***** DATASET EXTRACT

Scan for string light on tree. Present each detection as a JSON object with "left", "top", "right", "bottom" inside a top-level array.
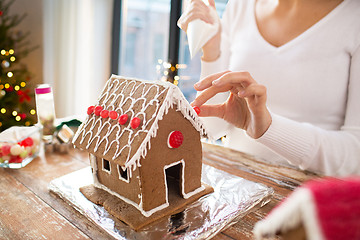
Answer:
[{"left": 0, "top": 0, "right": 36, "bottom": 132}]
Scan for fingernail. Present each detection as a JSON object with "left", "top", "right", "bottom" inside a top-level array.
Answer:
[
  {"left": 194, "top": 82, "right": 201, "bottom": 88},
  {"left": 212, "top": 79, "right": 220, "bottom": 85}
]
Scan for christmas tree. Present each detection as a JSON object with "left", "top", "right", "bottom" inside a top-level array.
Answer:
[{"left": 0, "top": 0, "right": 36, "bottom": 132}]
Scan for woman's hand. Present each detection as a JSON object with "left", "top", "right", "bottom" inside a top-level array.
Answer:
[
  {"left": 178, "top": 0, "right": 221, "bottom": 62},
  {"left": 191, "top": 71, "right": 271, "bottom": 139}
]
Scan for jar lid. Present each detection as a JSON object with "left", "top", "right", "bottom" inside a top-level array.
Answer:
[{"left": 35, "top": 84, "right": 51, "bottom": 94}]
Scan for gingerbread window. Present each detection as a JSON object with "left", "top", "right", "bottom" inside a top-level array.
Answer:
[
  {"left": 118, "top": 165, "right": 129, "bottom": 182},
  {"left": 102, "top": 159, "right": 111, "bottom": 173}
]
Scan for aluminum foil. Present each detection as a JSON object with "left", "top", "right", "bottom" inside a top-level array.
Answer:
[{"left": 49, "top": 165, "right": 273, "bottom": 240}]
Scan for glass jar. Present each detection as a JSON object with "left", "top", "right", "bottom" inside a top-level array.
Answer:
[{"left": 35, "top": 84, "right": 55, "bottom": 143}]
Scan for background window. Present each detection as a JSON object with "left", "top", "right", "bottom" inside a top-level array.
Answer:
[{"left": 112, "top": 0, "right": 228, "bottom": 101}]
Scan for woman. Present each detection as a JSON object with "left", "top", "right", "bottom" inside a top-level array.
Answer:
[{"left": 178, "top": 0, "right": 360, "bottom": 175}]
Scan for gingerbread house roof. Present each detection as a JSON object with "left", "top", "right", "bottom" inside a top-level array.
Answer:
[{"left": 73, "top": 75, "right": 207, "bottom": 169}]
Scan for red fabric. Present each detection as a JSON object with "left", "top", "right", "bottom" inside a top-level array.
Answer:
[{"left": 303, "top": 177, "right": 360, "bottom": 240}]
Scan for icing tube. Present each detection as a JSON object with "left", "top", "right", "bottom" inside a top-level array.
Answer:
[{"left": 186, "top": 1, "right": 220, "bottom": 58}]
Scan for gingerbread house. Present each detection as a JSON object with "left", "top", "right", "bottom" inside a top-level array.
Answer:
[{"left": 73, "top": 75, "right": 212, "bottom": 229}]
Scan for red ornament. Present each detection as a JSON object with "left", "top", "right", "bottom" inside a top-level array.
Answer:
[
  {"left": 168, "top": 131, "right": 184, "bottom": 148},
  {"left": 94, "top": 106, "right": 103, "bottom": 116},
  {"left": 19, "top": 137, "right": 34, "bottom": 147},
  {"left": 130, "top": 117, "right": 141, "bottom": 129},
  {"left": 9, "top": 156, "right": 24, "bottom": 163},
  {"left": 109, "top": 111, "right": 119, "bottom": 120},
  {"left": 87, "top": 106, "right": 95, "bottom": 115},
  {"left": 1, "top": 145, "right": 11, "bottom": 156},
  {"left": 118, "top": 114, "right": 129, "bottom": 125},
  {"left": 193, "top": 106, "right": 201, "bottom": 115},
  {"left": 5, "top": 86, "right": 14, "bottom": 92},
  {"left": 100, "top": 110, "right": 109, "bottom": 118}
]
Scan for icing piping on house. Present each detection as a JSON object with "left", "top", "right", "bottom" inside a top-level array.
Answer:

**********
***** DATASET EXTRACT

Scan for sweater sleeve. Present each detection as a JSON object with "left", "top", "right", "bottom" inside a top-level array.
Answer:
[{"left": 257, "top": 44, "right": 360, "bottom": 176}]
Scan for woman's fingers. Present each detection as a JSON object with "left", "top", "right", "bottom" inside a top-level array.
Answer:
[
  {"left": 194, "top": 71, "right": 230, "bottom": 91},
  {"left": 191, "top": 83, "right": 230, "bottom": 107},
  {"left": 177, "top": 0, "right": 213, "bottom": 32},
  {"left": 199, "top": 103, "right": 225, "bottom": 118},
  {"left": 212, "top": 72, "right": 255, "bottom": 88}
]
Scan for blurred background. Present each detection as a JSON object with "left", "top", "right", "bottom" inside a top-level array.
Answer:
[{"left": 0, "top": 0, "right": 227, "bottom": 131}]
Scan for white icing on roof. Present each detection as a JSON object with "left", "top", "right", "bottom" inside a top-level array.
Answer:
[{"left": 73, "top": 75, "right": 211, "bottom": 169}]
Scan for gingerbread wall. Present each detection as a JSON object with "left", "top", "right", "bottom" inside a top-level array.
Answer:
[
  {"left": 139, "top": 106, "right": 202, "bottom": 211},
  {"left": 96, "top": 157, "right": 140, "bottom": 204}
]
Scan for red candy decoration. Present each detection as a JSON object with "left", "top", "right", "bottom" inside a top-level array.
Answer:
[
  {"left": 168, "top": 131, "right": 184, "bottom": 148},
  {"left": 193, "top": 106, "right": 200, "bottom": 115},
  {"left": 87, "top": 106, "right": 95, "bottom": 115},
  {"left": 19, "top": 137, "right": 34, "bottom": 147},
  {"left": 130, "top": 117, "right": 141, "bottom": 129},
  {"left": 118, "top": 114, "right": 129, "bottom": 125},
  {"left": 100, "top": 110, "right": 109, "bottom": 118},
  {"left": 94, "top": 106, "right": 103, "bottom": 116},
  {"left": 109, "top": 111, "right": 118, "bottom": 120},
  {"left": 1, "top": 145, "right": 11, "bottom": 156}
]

**********

WHAT IS REQUIRED: Pick out every line above that contains the string "icing", and copy each one in full.

EXPECTED ANSWER:
Scan for icing tube. Present each detection as a JSON object with "left", "top", "right", "bottom" inside a top-level array.
Scan for icing piping on house. Present each detection as a JSON object with "left", "top", "right", "bottom" inside a top-level array.
Scan for white icing on roof. Present each detection as a JSON object with "left", "top", "right", "bottom" inside a top-level array.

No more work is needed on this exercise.